[WRITTEN PROBLEM]: Return the lines from the one containing "Should you be willing to segment every instance of the weathered" through the one containing "M 0 75 L 20", inclusive, reproducing them verbatim and nothing else.
================
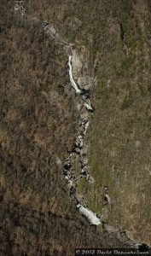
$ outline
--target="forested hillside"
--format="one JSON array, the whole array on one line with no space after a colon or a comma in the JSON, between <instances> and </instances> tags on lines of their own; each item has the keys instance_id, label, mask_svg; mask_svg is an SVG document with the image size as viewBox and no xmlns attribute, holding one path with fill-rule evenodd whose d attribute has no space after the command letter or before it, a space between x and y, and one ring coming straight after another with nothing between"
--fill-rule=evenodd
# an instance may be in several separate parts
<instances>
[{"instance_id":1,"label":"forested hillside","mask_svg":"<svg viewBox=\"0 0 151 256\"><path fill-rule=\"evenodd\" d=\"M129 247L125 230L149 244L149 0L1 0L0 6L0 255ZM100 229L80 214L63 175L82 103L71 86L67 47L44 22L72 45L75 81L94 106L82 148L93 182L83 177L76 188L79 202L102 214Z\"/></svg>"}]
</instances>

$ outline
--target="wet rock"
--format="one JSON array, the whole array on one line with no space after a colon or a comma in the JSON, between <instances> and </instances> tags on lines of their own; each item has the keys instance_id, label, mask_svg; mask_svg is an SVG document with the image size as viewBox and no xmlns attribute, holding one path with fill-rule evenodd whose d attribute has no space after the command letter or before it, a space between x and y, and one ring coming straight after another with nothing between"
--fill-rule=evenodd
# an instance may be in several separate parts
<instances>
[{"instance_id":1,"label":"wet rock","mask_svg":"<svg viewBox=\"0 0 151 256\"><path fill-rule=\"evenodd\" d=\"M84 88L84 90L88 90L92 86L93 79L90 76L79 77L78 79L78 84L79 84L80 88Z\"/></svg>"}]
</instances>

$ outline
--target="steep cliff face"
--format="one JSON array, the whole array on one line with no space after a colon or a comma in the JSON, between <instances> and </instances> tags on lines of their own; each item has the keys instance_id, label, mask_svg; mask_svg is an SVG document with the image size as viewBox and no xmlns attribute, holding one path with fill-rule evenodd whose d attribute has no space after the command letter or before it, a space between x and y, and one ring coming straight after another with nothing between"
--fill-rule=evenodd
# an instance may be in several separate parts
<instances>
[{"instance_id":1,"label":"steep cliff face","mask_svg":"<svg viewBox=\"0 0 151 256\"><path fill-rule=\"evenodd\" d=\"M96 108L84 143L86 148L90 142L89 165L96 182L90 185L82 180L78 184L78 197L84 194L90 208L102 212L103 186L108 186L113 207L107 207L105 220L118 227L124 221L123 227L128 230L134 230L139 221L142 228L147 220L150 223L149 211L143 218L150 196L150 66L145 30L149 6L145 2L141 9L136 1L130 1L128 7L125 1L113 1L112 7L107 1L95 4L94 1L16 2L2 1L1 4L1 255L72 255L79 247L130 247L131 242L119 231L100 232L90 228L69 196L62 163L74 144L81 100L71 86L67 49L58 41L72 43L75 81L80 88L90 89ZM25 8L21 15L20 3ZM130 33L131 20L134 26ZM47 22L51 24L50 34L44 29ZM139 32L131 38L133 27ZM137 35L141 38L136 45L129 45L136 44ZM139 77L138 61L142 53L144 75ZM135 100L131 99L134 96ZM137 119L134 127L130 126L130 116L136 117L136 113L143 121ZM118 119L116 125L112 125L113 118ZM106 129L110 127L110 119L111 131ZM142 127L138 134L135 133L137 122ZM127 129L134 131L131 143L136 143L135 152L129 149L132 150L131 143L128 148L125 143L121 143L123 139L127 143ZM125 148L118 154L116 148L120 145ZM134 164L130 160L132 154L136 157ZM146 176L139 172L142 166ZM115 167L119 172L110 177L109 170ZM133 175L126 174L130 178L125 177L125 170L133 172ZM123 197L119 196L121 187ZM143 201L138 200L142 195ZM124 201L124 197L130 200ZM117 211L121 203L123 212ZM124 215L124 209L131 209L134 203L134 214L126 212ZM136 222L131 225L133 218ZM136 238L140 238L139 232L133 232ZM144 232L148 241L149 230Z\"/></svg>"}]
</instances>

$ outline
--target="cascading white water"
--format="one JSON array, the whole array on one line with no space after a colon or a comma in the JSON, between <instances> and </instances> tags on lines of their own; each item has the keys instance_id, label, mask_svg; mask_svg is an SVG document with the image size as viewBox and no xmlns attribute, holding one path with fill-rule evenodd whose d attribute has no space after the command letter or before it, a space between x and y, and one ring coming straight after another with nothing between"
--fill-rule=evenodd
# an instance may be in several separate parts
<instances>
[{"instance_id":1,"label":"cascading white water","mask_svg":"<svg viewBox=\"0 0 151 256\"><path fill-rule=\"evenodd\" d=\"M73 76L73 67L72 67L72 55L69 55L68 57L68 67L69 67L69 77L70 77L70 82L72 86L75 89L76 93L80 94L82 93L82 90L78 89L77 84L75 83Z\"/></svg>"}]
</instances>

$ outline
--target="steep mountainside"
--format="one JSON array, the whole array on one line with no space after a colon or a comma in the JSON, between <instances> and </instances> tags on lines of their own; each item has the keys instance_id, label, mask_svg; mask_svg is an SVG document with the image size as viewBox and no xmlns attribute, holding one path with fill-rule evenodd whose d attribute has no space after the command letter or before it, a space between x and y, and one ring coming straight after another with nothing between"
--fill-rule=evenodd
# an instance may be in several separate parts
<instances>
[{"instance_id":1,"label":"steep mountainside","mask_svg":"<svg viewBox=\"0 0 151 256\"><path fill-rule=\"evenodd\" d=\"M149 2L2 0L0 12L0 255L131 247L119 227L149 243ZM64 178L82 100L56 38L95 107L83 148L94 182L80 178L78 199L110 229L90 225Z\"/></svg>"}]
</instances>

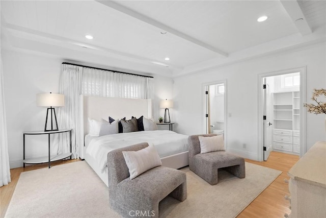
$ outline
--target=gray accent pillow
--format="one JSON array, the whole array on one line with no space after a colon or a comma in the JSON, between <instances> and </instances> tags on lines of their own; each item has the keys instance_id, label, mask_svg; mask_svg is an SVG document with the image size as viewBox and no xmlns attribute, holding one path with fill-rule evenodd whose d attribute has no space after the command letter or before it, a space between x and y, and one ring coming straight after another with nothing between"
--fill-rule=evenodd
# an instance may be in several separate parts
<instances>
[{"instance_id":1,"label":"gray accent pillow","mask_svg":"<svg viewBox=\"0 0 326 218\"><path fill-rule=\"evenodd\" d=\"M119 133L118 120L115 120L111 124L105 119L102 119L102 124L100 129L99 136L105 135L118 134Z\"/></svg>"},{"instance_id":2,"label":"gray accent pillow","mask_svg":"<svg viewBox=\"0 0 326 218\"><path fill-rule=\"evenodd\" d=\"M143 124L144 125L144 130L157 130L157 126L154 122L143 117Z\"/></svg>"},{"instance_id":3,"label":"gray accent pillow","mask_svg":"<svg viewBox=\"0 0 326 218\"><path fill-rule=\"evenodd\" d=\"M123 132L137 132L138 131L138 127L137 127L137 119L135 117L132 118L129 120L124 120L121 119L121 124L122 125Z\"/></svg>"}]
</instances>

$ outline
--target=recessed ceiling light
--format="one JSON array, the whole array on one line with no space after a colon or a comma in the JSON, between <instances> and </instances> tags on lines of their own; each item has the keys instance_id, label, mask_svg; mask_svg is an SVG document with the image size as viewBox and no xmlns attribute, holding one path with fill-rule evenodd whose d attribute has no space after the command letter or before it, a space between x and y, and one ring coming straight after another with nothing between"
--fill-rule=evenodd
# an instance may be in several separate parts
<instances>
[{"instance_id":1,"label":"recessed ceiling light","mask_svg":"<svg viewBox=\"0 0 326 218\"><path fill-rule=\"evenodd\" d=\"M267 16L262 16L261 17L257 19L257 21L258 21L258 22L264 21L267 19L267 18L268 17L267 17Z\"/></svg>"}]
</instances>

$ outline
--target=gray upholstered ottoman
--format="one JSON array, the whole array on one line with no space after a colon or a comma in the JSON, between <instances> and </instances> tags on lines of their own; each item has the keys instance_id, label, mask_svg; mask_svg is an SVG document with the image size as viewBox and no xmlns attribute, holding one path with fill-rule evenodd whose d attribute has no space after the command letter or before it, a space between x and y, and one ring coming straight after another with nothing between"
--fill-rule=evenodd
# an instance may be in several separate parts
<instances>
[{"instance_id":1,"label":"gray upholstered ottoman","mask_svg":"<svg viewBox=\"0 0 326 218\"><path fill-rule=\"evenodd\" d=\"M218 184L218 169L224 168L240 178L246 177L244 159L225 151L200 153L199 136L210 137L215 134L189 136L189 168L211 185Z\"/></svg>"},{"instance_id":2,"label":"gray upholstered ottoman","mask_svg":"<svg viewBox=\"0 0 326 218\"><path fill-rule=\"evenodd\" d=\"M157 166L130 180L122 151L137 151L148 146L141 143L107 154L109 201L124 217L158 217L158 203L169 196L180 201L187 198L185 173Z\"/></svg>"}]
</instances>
================
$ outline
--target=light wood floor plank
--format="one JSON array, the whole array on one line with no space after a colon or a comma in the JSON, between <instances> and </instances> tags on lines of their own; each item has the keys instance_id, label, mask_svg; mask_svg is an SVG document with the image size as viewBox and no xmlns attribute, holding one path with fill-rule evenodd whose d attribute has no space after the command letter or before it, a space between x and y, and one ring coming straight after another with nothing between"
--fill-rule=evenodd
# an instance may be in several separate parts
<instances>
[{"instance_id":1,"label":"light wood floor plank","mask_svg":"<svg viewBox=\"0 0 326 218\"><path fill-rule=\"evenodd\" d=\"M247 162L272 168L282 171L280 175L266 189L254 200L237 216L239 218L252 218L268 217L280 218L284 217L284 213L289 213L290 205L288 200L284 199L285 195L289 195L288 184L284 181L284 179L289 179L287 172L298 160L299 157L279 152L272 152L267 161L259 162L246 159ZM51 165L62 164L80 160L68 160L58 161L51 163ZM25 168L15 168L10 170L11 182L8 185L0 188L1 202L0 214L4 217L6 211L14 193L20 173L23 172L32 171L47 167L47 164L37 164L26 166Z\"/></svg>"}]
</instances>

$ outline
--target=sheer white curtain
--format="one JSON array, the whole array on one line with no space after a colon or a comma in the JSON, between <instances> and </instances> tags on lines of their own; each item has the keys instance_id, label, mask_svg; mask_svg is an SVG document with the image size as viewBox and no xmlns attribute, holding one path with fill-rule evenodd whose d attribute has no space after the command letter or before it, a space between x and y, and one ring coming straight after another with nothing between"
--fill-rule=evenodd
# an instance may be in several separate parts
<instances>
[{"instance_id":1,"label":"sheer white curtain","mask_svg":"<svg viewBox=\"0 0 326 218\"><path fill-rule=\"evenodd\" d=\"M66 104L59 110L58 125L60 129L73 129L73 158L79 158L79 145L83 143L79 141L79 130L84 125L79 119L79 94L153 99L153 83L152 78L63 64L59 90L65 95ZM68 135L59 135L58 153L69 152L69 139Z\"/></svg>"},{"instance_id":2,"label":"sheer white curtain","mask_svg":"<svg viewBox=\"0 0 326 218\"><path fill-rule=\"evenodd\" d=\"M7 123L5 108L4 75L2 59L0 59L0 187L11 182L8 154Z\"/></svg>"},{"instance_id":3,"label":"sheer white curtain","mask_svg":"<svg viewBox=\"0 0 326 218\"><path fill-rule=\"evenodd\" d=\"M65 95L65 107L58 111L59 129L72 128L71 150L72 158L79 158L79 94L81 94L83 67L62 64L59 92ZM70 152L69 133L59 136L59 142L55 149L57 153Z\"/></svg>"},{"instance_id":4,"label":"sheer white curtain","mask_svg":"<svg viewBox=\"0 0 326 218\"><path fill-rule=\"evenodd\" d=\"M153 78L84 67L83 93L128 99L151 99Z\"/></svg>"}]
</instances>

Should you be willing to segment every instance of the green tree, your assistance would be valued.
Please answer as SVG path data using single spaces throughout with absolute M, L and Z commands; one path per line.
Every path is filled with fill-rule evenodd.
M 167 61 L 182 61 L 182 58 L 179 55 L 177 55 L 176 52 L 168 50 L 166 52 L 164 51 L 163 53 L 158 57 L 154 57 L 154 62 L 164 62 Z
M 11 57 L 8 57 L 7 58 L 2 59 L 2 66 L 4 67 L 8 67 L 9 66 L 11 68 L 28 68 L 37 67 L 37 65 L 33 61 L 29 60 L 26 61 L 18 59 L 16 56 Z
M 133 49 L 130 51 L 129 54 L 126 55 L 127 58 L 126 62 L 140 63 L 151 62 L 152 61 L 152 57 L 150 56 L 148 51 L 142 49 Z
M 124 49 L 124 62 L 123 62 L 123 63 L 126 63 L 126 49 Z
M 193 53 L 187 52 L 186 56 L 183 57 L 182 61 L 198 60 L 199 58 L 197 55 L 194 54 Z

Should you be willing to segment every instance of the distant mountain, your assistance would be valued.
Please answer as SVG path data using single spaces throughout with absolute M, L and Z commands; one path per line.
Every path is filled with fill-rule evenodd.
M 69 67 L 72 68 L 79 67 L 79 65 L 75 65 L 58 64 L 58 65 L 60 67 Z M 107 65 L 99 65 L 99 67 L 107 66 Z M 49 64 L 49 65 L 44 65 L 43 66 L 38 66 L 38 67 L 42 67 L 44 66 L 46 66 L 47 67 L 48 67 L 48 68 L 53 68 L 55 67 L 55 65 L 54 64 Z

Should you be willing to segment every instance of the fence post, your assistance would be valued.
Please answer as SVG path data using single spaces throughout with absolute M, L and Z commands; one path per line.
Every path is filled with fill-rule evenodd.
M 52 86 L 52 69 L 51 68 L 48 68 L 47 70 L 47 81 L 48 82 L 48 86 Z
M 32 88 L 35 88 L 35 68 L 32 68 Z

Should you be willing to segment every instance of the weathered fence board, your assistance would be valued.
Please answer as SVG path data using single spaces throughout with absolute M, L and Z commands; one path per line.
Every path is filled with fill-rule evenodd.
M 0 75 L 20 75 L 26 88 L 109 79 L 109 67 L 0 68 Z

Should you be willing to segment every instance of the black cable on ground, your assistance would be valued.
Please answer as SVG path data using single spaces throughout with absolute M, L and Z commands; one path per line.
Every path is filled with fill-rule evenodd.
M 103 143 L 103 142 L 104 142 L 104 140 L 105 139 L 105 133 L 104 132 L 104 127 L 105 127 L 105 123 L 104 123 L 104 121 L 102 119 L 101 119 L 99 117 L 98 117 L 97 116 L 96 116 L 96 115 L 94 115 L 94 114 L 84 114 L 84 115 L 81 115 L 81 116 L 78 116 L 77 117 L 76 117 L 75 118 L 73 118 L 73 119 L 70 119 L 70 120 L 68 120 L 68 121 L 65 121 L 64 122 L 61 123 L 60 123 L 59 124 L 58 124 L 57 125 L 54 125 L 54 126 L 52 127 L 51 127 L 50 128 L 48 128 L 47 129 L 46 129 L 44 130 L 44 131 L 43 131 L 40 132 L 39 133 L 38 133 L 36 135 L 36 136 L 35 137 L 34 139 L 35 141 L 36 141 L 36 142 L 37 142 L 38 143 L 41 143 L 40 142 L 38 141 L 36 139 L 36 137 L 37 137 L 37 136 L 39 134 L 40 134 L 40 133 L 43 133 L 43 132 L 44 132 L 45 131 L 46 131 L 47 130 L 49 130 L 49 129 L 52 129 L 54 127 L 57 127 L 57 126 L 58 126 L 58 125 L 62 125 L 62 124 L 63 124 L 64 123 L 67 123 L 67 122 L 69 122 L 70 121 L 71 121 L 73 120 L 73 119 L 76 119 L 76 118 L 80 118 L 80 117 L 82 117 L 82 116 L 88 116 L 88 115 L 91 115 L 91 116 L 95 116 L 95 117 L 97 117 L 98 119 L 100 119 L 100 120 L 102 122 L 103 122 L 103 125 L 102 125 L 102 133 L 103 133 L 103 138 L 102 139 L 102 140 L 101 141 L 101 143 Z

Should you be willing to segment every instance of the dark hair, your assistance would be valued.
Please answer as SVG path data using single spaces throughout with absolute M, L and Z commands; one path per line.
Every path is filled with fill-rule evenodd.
================
[SOLUTION TO THE PROBLEM]:
Should you be willing to segment every instance of the weathered fence board, your assistance would be valued.
Please answer as SVG path data using single spaces throughout with absolute M, L and Z commands; one path per line.
Every path is filled with fill-rule evenodd.
M 0 75 L 20 75 L 26 88 L 109 79 L 109 67 L 0 68 Z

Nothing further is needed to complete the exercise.